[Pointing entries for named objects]
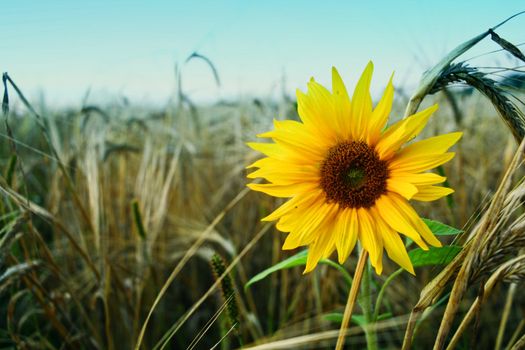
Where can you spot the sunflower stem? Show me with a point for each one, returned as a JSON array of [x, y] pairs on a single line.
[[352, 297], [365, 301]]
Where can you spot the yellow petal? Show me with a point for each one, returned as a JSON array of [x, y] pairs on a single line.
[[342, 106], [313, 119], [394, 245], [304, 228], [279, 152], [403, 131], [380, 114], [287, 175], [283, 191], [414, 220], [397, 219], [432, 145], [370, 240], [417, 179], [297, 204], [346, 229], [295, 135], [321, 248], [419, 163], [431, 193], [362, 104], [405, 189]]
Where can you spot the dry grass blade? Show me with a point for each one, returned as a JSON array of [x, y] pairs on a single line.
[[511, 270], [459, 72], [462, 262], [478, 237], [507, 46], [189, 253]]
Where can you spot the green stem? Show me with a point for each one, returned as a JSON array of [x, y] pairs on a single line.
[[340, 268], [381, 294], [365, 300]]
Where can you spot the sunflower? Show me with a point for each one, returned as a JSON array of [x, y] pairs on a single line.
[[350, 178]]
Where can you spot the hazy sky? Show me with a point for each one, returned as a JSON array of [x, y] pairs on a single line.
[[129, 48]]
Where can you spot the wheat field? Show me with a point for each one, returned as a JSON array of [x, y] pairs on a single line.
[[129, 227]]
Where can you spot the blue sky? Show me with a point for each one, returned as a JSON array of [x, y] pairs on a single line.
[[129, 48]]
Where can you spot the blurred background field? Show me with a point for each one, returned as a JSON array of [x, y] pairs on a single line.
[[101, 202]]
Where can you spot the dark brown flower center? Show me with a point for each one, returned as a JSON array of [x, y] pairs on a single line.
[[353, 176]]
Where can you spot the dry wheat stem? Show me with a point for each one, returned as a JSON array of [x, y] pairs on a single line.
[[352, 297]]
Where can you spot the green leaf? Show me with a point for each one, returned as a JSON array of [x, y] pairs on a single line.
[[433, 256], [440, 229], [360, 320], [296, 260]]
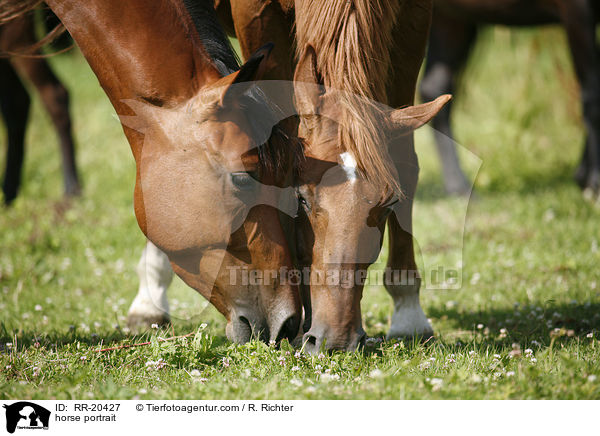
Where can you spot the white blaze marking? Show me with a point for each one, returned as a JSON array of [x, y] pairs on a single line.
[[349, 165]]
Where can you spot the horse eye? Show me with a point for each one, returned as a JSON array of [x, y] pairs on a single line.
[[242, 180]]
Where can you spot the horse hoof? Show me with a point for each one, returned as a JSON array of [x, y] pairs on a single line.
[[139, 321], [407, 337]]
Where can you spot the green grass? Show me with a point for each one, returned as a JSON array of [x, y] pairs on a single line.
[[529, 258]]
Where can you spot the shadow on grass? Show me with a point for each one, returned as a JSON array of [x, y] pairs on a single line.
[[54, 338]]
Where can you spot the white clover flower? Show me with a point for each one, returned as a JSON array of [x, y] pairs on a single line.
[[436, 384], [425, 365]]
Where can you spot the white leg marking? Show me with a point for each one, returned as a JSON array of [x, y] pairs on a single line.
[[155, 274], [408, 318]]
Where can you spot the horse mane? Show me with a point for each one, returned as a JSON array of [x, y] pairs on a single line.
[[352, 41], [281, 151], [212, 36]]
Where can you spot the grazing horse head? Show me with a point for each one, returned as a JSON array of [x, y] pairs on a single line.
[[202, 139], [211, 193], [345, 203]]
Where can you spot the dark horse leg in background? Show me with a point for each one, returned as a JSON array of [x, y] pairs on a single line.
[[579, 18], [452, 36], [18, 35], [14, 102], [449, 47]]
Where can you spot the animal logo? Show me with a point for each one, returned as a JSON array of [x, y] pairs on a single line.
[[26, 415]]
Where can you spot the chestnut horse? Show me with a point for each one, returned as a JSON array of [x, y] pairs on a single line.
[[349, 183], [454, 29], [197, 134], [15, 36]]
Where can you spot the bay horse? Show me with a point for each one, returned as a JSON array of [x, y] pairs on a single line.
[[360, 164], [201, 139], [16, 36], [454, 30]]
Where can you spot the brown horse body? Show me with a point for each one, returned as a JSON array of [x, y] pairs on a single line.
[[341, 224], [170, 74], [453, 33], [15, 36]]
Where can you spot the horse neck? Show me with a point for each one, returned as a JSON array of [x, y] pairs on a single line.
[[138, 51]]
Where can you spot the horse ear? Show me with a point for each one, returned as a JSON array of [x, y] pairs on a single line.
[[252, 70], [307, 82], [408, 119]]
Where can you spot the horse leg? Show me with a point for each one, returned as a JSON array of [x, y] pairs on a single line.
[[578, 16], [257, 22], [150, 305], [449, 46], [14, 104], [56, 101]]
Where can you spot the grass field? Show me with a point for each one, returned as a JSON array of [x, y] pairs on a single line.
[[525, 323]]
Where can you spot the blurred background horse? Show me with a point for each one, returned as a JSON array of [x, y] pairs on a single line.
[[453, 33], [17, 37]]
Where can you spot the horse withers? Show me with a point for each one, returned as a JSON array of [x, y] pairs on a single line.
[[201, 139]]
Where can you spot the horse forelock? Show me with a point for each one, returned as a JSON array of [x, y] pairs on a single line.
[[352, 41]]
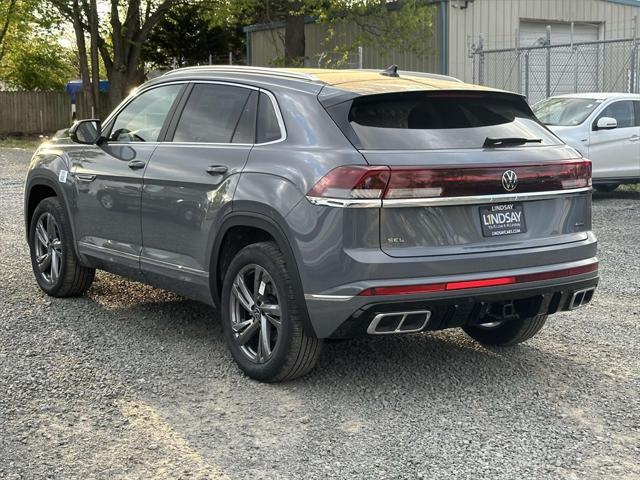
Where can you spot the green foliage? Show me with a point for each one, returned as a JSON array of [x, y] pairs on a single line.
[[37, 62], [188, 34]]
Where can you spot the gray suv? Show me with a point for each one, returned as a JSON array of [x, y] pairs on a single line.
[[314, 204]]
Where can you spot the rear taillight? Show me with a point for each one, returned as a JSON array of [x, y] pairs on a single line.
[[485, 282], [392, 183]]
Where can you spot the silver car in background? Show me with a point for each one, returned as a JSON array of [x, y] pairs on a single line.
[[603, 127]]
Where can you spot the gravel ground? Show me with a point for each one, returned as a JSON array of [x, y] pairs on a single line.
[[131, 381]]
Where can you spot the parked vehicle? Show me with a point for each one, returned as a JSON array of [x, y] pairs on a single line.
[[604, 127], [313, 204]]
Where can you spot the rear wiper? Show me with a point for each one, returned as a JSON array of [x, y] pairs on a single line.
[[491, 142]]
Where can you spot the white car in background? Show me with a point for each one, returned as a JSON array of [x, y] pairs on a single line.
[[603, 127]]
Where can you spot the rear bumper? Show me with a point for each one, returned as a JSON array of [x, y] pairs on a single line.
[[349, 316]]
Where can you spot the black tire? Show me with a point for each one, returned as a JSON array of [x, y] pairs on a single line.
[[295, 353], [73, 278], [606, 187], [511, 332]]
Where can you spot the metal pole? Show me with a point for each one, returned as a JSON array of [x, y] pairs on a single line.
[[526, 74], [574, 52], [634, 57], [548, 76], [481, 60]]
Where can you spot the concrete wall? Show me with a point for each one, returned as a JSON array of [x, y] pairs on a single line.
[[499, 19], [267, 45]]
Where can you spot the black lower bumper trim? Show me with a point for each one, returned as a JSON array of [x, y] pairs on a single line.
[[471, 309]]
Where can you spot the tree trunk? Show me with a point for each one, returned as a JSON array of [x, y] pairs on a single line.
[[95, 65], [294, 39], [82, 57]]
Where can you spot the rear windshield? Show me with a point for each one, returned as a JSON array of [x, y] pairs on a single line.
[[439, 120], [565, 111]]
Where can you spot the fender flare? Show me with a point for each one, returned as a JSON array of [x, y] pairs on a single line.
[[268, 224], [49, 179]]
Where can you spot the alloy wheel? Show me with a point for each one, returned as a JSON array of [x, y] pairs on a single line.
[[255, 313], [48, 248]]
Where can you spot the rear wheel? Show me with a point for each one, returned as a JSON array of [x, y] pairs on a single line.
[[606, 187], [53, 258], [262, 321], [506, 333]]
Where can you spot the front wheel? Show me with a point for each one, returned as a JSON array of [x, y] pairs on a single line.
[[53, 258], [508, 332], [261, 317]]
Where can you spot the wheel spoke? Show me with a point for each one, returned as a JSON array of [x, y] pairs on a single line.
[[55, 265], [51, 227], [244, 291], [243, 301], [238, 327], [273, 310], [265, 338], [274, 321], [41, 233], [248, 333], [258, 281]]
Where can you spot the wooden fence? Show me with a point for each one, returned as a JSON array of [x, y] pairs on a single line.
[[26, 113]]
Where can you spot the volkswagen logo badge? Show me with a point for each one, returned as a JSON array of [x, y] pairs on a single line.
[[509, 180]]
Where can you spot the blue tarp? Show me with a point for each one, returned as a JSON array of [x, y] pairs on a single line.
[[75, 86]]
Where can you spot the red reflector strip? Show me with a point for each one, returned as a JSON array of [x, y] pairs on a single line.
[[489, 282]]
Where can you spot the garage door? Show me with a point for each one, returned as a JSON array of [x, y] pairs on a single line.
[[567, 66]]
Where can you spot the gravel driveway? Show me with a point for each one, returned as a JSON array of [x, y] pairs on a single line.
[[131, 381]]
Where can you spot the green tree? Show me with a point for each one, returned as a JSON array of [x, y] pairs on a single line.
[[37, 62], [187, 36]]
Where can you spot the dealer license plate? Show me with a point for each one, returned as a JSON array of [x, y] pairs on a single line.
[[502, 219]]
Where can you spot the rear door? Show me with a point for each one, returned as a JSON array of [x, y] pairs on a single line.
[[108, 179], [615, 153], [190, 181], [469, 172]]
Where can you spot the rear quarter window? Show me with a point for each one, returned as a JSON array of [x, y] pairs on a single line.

DIRECTIONS FOR THIS TASK
Please switch "spot" to "find" in the stretch from the line containing "Where can you spot the gravel driveway?" through the line containing "[[37, 62], [187, 36]]", and write out only those lines with everything else unchanged.

ANSWER IN FULL
Where can you find the gravel driveway? Show me with a point for each one, returned as a JSON array of [x, y] pairs on a single line.
[[131, 381]]
Where can you find the green tree? Show me with a point for each one, returned as a JSON array of [x, y] pairs on a single line.
[[37, 62], [187, 36]]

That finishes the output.